**ASSIGNMENT**.
Each record below needs to be copied out exactly as it stands.

[Items from a dataset]
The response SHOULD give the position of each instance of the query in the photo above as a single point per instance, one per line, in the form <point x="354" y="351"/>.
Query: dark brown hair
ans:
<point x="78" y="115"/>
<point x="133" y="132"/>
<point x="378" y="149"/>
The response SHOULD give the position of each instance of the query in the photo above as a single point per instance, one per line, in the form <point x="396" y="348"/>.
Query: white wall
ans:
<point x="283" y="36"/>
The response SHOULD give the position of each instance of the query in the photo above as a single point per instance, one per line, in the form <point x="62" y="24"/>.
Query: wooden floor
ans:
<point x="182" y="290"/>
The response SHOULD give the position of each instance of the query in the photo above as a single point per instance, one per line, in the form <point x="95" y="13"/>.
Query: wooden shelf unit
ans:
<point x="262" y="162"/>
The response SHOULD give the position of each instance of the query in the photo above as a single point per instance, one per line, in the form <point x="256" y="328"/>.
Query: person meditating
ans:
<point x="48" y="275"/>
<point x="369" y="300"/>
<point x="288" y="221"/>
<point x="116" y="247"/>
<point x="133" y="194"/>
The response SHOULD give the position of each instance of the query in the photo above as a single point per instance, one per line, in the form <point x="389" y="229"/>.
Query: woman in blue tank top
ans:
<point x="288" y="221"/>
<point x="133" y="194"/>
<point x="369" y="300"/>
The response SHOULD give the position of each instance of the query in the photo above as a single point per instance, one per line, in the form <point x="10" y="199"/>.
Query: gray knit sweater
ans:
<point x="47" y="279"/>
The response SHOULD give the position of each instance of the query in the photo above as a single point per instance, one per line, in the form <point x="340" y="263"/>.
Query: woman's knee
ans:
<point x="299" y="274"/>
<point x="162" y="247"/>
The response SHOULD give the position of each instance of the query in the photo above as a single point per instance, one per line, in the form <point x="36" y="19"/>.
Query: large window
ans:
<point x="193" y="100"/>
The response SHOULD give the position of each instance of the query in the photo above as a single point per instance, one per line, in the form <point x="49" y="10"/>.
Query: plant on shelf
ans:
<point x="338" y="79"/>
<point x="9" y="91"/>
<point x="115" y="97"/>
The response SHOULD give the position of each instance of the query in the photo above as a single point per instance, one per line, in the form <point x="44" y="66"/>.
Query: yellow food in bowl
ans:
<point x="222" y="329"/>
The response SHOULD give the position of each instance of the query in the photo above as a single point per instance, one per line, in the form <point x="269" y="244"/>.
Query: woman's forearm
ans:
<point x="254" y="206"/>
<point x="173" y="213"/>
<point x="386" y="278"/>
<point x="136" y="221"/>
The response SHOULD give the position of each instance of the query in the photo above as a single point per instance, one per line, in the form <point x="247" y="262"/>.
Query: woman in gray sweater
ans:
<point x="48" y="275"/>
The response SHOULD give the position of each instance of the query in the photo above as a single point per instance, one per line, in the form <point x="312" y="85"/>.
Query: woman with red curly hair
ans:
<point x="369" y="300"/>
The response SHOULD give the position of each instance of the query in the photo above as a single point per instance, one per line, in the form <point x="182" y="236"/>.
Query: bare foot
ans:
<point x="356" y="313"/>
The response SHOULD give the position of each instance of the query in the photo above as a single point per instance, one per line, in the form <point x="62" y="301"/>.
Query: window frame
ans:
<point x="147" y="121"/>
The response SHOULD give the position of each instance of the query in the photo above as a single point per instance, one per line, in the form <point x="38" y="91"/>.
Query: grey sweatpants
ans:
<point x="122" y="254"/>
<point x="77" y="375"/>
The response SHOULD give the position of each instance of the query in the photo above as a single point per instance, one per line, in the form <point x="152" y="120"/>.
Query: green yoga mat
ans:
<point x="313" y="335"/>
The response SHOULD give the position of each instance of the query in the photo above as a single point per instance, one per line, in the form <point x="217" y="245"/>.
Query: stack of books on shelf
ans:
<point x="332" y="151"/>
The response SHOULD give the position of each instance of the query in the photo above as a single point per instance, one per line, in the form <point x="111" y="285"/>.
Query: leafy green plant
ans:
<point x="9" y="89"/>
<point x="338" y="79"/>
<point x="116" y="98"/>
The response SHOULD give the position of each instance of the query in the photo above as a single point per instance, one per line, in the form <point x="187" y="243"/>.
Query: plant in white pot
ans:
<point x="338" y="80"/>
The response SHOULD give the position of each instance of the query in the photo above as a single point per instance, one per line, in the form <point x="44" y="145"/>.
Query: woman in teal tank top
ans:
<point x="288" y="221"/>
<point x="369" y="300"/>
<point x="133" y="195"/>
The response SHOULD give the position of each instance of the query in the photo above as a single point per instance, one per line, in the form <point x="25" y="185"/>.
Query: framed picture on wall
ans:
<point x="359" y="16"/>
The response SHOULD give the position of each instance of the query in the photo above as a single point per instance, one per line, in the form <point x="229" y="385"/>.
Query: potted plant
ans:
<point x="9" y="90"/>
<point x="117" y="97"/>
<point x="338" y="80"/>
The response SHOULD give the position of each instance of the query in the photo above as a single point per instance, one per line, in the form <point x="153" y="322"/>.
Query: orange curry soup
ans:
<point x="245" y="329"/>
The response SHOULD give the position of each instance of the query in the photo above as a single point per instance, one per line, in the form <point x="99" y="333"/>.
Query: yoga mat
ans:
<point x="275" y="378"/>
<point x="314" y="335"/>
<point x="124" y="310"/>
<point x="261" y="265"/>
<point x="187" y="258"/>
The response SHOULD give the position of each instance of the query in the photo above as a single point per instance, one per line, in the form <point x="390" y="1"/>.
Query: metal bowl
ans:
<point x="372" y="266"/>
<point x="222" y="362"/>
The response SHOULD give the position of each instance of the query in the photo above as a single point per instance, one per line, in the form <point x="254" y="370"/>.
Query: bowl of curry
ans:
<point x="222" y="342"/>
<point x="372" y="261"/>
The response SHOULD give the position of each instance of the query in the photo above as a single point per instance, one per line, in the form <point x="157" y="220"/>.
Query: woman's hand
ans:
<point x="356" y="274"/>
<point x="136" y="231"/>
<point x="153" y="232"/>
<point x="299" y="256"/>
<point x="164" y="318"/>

**RESPONSE TO THE EXERCISE**.
The response SHOULD give the position of each instance of the query in the photo above as a single point per instance, one per line, in the form <point x="354" y="351"/>.
Query: dark brown hair
ans:
<point x="78" y="115"/>
<point x="133" y="132"/>
<point x="378" y="149"/>
The response SHOULD give the position of each instance of the query in the photo above as a single point per instance, one per line, in the form <point x="396" y="348"/>.
Query: white wall
ans:
<point x="283" y="36"/>
The response SHOULD give the position of each instance of the query in the photo above as a single point per instance, one per line, in the form <point x="62" y="24"/>.
Query: wooden floor
ans:
<point x="182" y="290"/>
The response SHOULD give the position of each instance of the query in the photo above as a single point per instance, one per line, in the form <point x="95" y="13"/>.
Query: wooden shelf unit
ans:
<point x="262" y="162"/>
The response SHOULD give the position of each instance of the query in the photo above as a single point per instance, one per line, in the form <point x="256" y="328"/>.
Query: person meditating
ans:
<point x="48" y="275"/>
<point x="369" y="300"/>
<point x="288" y="221"/>
<point x="116" y="247"/>
<point x="133" y="194"/>
The response SHOULD give the position of each instance of the query in the photo above as a single point per instance, one per line, in the form <point x="389" y="229"/>.
Query: woman in blue tank top
ans:
<point x="288" y="221"/>
<point x="133" y="194"/>
<point x="369" y="300"/>
The response SHOULD give the position of each instance of the query in the photo above as a single point per instance, one per line, in the form <point x="10" y="199"/>.
Query: gray knit sweater
ans:
<point x="47" y="279"/>
The response SHOULD give the position of each instance of the query in the photo above as a single point per instance, one per line, in the form <point x="340" y="263"/>.
Query: woman's knee
ans:
<point x="299" y="274"/>
<point x="162" y="247"/>
The response SHOULD give the position of each instance of the query in the photo above as a single point per instance, one per line, in the form <point x="36" y="19"/>.
Query: large window
ans:
<point x="193" y="100"/>
The response SHOULD give the position of each instance of the query in the photo above as a single point per instance, one per line, in the form <point x="49" y="10"/>.
Query: plant on shelf
ans:
<point x="338" y="79"/>
<point x="9" y="91"/>
<point x="115" y="97"/>
The response SHOULD give the position of each instance of the query in the photo above as a single point per instance, one per line, in the form <point x="44" y="66"/>.
Query: yellow food in bowl
ans:
<point x="222" y="329"/>
The response SHOULD give the position of each instance of the query in the photo above as a single point per instance, one per line, in the form <point x="269" y="244"/>.
Query: woman's forearm
ans:
<point x="254" y="206"/>
<point x="173" y="213"/>
<point x="386" y="278"/>
<point x="136" y="221"/>
The response SHOULD give the position of each instance of the query in the photo above as a single point per instance, one per line, in the form <point x="247" y="262"/>.
Query: woman in gray sweater
ans:
<point x="48" y="275"/>
The response SHOULD give the position of each instance of the query in the photo above as a single point per instance, one per line, in the form <point x="312" y="85"/>.
Query: woman with red curly hair
ans:
<point x="369" y="300"/>
The response SHOULD give the position of each instance of the query in the photo above as a single point per instance, one per line, in the form <point x="182" y="236"/>.
Query: bare foot
ans:
<point x="356" y="313"/>
The response SHOULD give the position of each instance of the query in the photo above as a single point per instance, one per line, in the form <point x="62" y="301"/>.
Query: window frame
ans:
<point x="147" y="121"/>
The response SHOULD give the position of each instance of the query in the photo above as a single point per instance, one per line, in the form <point x="38" y="91"/>.
Query: grey sweatpants
ans:
<point x="122" y="254"/>
<point x="77" y="375"/>
The response SHOULD give the position of each instance of the query in the photo above as a single point per instance, one per line, in the form <point x="152" y="120"/>.
Query: green yoga mat
ans:
<point x="313" y="335"/>
The response SHOULD give the position of each instance of the query in the photo above as a single point per instance, one per line, in the form <point x="217" y="245"/>.
Query: stack of books on shelf
ans:
<point x="332" y="151"/>
The response SHOULD give the position of each instance of the query in the photo above as a single point per instance, one per line, in the form <point x="111" y="285"/>.
Query: leafy green plant
ans:
<point x="9" y="89"/>
<point x="338" y="79"/>
<point x="116" y="98"/>
The response SHOULD give the position of each instance of the query in the photo above as a single point per instance, one per line, in the form <point x="187" y="243"/>.
Query: plant in white pot
ans:
<point x="338" y="80"/>
The response SHOULD give the position of each instance of the query in the photo above as a single point per instance, one per line, in the form <point x="44" y="145"/>.
Query: woman in teal tank top
ans:
<point x="288" y="221"/>
<point x="369" y="300"/>
<point x="133" y="195"/>
The response SHOULD give the position of each instance of the query in the photo above as a single point per instance, one per line, in the form <point x="25" y="185"/>.
Query: framed picture on wall
ans:
<point x="359" y="16"/>
The response SHOULD give the position of each instance of the query in the photo above as a single point per instance, one per line, in the form <point x="229" y="385"/>.
Query: potted plant
ans:
<point x="9" y="90"/>
<point x="117" y="97"/>
<point x="338" y="80"/>
The response SHOULD give the position of each instance of the query in the photo above as a single point per instance, one per line, in the form <point x="153" y="322"/>.
Query: orange curry soup
ans:
<point x="245" y="329"/>
The response SHOULD give the position of each instance of the query in the photo above as a single point per instance, one per line, in the form <point x="99" y="333"/>.
Query: yoga mat
ans:
<point x="275" y="378"/>
<point x="314" y="335"/>
<point x="124" y="310"/>
<point x="261" y="265"/>
<point x="187" y="258"/>
The response SHOULD give the position of each instance of the query in the photo above as a single point per instance, one per line, in the form <point x="390" y="1"/>.
Query: metal bowl
ans:
<point x="372" y="266"/>
<point x="222" y="362"/>
The response SHOULD give the position of each instance of the query in the photo above as a single point per instance, one per line, in the form <point x="254" y="370"/>.
Query: bowl of curry
ans:
<point x="222" y="342"/>
<point x="372" y="261"/>
The response SHOULD give the position of each instance of the query in the photo above as a single point per instance, one per line, in the form <point x="157" y="220"/>.
Query: woman's hand
ans:
<point x="356" y="274"/>
<point x="136" y="231"/>
<point x="153" y="232"/>
<point x="299" y="256"/>
<point x="164" y="318"/>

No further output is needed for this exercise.